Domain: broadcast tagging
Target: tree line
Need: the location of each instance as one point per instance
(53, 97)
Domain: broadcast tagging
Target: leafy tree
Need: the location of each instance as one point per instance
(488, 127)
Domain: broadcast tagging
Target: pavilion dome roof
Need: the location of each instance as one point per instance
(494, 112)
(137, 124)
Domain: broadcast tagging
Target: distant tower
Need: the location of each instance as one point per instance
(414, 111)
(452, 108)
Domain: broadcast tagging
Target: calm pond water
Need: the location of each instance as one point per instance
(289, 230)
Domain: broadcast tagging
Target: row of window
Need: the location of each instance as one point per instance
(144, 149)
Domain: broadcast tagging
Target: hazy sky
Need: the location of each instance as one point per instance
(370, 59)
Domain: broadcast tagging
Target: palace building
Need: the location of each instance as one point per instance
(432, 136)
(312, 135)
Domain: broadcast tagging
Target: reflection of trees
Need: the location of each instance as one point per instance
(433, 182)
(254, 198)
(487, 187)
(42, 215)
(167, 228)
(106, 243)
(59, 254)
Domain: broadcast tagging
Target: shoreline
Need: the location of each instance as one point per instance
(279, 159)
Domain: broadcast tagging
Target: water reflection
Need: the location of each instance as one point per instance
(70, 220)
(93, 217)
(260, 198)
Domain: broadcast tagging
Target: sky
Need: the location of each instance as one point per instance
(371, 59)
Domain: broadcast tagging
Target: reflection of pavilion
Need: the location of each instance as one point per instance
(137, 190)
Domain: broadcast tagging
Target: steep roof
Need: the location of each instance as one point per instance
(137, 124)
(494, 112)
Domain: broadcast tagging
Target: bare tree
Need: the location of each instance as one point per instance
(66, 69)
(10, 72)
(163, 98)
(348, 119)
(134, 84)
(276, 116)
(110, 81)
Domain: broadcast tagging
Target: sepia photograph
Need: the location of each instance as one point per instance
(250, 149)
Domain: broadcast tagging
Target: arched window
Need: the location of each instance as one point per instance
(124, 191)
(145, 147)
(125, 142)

**Short exercise**
Please output the entire listing exactly as it stands.

**Answer to the task**
Domain: broadcast tagging
Target: tree line
Need: the location of each instance as one point per instance
(53, 97)
Domain: broadcast tagging
Target: leafy tree
Need: the location of each instance as one point per instance
(488, 127)
Domain: broadcast tagging
Target: pavilion dome roof
Need: the location of each instance as one point per instance
(494, 112)
(137, 124)
Domain: broadcast tagging
Target: distant tower
Need: the location of each instance as one point per instance
(414, 111)
(452, 108)
Domain: broadcast tagging
Target: calm pond water
Need: the location of each instance as one point per instance
(289, 230)
Domain: broadcast tagging
Target: row of window
Need: the location of each instance as one point per instance
(144, 149)
Domain: broadcast tagging
Target: hazy sky
Need: the location of each instance as one point per instance
(370, 59)
Domain: broadcast tagging
Target: palace building
Need: the location of each instance as one point per instance
(432, 136)
(312, 135)
Domain: broadcast tagging
Target: reflection of trees
Need: the location of each instance as one point per instance
(433, 182)
(254, 198)
(487, 187)
(42, 215)
(167, 228)
(106, 243)
(59, 254)
Domain: broadcast tagging
Target: shoreline
Need: the location of each instance as one point per instance
(279, 159)
Domain: broadcast tagging
Target: water reflection
Need: the location of each instance as one point per instance
(70, 220)
(93, 217)
(260, 198)
Domain: broadcast tagging
Target: sky
Need: the location of each instance as one point per instance
(371, 59)
Domain: broadcast tagging
Target: reflection of pavilion
Need: the location of each instance as one point per instance
(137, 190)
Domain: broadcast tagging
Target: steep roof
Need: the location of each instance as one point per instance
(137, 124)
(494, 112)
Domain: broadcast tagging
Target: bare tree
Need: the location of each instance as one point per instance
(66, 69)
(10, 72)
(163, 98)
(348, 119)
(134, 84)
(276, 116)
(110, 81)
Domain: broadcast tagging
Target: sepia photograph
Need: the location of each instance as one point per instance
(250, 149)
Domain: broadcast tagging
Target: arched window
Need: the location of each instance as one point per instance
(124, 191)
(145, 147)
(125, 142)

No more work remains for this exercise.